Can you arrange the lines of the listing below into a numbered list, starting at the line with "Provide the location of each instance of the elephant tusk" and going through the end of the listing, with blank lines left out?
###
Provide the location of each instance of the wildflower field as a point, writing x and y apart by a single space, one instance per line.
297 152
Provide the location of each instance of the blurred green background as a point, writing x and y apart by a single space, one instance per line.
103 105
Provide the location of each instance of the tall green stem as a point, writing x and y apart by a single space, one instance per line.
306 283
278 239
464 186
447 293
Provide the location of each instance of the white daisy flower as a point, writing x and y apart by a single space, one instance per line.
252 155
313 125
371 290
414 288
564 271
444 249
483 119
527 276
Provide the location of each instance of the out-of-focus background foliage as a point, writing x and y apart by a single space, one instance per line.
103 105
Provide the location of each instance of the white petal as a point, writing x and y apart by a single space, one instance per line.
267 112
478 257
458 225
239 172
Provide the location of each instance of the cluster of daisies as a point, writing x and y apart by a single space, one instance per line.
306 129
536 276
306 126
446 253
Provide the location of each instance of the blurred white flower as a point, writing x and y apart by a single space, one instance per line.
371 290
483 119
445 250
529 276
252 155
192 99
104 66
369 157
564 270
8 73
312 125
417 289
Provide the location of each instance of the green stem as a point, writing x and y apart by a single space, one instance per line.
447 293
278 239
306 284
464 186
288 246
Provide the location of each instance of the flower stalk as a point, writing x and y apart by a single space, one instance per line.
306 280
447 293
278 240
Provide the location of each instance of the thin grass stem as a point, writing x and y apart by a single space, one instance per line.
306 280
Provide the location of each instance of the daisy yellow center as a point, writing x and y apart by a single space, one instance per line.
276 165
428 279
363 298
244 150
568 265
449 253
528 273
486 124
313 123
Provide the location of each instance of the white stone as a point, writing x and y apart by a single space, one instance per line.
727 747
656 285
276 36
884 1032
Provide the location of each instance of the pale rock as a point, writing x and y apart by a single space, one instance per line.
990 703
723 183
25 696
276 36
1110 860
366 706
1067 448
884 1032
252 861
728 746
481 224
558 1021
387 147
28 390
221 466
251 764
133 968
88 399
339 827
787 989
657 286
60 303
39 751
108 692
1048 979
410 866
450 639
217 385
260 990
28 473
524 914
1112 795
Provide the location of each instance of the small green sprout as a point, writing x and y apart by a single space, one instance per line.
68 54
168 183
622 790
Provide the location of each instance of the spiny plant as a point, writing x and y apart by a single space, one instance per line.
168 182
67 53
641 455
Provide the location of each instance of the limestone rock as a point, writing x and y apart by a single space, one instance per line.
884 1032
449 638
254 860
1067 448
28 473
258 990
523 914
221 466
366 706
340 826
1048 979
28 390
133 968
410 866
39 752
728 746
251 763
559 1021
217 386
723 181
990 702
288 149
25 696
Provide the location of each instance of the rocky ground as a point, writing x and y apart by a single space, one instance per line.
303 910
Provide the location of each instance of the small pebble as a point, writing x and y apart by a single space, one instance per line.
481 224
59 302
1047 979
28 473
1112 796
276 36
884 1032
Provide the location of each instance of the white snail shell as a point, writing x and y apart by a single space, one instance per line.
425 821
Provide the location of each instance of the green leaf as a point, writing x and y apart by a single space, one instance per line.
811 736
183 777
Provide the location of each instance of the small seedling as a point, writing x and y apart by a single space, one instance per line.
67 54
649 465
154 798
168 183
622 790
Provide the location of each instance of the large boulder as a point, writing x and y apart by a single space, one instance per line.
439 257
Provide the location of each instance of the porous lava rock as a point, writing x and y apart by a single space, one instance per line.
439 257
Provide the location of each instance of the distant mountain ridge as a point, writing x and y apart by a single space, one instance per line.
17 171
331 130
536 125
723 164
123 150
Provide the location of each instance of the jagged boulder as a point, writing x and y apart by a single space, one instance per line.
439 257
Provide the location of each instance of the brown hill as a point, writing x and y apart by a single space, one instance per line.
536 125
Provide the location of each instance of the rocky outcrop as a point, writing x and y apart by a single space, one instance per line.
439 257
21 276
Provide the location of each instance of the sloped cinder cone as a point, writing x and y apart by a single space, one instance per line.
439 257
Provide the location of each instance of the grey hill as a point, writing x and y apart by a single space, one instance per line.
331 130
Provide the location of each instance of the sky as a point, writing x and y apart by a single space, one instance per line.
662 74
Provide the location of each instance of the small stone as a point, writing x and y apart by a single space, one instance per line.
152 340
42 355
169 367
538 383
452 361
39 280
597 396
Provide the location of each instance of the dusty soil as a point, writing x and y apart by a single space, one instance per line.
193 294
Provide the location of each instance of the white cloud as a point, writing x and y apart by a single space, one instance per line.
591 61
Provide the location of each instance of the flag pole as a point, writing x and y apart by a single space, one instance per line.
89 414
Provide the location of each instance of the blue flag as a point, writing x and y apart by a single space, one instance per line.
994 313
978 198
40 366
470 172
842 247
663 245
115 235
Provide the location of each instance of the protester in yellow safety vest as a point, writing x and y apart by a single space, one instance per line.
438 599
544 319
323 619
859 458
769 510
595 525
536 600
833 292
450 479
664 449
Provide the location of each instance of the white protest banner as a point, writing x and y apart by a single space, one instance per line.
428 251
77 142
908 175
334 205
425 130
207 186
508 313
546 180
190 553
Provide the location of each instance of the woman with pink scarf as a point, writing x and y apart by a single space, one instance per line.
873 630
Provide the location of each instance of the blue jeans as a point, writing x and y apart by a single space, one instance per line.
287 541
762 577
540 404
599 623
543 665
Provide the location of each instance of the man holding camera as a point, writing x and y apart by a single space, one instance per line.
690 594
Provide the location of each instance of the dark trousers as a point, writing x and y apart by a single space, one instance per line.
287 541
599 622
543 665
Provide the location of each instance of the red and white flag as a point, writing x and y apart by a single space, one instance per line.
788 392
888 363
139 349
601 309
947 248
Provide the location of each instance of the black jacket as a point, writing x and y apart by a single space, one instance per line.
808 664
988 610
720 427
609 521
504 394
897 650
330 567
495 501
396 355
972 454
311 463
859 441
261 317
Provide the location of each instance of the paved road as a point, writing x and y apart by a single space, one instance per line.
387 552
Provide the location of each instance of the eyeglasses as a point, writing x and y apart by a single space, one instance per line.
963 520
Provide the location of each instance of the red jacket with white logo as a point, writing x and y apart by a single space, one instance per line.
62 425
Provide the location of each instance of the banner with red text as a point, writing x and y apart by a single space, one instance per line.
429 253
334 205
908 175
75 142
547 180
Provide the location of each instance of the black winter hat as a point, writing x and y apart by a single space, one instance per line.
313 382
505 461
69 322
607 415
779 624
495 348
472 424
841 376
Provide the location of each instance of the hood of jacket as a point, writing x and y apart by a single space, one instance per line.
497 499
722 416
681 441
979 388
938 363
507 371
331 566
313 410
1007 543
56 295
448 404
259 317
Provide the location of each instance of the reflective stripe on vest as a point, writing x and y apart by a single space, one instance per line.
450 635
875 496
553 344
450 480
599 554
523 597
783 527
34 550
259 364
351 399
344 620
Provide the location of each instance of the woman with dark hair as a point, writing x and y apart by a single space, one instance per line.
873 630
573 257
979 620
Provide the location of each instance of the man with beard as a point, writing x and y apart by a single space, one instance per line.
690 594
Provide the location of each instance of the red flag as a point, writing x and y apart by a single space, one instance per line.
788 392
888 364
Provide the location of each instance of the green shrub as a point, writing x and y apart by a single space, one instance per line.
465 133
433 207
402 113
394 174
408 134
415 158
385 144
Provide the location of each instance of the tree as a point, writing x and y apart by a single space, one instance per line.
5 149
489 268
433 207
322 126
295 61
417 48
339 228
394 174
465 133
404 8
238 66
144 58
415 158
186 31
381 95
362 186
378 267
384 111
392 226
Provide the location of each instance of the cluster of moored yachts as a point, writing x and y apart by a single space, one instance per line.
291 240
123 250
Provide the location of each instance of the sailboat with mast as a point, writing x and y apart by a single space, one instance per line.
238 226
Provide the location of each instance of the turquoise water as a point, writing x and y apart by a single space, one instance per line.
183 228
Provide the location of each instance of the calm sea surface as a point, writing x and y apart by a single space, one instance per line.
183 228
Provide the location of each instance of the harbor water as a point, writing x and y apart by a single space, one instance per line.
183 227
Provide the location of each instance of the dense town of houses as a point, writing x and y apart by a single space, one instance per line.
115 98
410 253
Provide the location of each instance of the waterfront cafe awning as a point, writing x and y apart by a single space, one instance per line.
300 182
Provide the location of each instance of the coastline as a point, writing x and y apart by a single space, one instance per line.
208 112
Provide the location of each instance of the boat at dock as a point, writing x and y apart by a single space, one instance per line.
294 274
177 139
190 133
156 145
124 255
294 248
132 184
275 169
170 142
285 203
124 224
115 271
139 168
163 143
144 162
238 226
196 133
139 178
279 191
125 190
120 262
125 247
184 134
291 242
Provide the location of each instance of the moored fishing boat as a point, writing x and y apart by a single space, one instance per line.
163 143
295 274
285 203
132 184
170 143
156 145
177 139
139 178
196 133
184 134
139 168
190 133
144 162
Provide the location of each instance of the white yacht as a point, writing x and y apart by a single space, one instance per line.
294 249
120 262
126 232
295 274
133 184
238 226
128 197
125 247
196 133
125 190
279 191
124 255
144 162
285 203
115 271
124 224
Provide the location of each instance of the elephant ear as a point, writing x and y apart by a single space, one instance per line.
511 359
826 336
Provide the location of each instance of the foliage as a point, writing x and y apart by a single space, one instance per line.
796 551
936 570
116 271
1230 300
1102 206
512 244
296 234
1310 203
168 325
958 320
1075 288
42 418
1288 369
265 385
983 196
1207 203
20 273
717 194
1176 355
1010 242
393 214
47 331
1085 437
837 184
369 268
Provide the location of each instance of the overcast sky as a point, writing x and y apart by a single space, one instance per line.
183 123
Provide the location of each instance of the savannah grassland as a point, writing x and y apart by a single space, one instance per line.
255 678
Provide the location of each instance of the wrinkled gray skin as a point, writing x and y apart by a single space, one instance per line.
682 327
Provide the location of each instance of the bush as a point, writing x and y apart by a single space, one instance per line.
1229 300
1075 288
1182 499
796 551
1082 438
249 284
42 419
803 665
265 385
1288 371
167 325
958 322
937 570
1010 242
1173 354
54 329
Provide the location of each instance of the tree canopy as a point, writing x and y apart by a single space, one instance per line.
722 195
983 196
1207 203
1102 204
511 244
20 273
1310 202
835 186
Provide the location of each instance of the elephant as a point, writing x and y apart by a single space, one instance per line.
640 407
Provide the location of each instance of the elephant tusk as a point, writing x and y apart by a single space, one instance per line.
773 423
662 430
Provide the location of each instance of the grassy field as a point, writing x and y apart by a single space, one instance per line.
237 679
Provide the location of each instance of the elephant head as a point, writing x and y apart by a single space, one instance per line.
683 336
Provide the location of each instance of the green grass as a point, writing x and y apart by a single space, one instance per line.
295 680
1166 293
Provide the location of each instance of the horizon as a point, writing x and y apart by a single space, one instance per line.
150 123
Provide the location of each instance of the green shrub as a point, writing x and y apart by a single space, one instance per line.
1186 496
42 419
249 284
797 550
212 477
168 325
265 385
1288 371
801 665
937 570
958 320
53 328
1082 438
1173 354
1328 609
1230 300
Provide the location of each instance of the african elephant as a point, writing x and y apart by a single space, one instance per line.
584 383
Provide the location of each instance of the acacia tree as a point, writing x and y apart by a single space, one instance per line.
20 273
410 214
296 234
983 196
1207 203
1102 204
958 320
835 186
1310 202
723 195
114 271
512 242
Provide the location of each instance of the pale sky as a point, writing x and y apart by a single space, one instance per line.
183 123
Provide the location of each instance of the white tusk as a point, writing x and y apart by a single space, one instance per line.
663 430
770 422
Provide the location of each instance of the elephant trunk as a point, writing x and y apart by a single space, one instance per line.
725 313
###
Correct result:
1. Provide the location of each instance of the elephant tusk as a point, writing x and y apart by a single space, one instance per line.
2. 773 423
3. 662 430
4. Provide the location of each instance of the grassy field as a point, writing x and y apart by a single space, one instance per line.
5. 237 679
6. Provide the location of each instance of the elephant head as a point, writing x and y apart by a single space, one instance per line.
7. 683 336
8. Provide the location of each instance of the green grass as a point, writing x and y apart by a single space, one instance per line.
9. 295 680
10. 1166 293
11. Provide the location of each instance of the horizon as a point, writing x and y apart by a single space, one instance per line.
12. 150 123
13. Provide the location of each instance of the green shrub as a point, writing x and y apart by a single space, one instance per line.
14. 1186 496
15. 42 419
16. 249 284
17. 797 550
18. 212 477
19. 168 325
20. 265 385
21. 1288 371
22. 801 665
23. 937 570
24. 958 320
25. 53 328
26. 1082 438
27. 1173 354
28. 1328 609
29. 1230 300
30. Provide the location of each instance of the african elephant as a point, writing x and y apart by a single space, one instance per line.
31. 584 383
32. Provide the location of each instance of the acacia tree as a point, writing x and y apart by a single space, one instance per line.
33. 20 273
34. 410 214
35. 296 234
36. 983 196
37. 1207 203
38. 1102 204
39. 958 320
40. 835 186
41. 1310 202
42. 723 195
43. 114 271
44. 512 242
45. Provide the location of each instance of the pale sky as a point, writing x and y apart by a single space, one instance per line.
46. 183 123
47. Provide the location of each instance of the white tusk as a point, writing x and y apart by a single space, one instance per line.
48. 663 430
49. 770 422
50. Provide the location of each instance of the elephant trunk as a point, writing x and y apart by a single space, one instance per line.
51. 725 313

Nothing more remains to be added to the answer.